Aim of the task:
Reproduce every one of the entries that follow line for line, without changing a single character.
------------
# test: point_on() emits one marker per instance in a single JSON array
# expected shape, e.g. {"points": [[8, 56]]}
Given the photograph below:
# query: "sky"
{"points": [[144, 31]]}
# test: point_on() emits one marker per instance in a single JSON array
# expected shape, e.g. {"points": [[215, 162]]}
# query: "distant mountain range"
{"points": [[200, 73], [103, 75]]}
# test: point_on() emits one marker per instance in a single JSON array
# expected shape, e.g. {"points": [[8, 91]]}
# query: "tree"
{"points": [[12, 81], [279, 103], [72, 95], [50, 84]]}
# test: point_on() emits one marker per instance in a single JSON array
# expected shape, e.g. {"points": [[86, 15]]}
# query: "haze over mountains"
------------
Exercise output:
# test: point_on() emits one marker per instance in a single JSON array
# expected shape, e.g. {"points": [[8, 56]]}
Given the photograph below:
# query: "sky"
{"points": [[144, 31]]}
# test: point_on() emits one marker per instance in a single JSON array
# expected shape, e.g. {"points": [[215, 162]]}
# query: "distant mountain range"
{"points": [[200, 73], [103, 75]]}
# test: point_on() emits one marker per instance in a single JSON array
# expected shape, e.g. {"points": [[8, 91]]}
# query: "tree"
{"points": [[12, 81], [279, 103], [72, 95], [50, 84]]}
# test: point_on() emits one marker per instance in a single JSON array
# expected shape, e.g. {"points": [[86, 15]]}
# query: "haze over mountains"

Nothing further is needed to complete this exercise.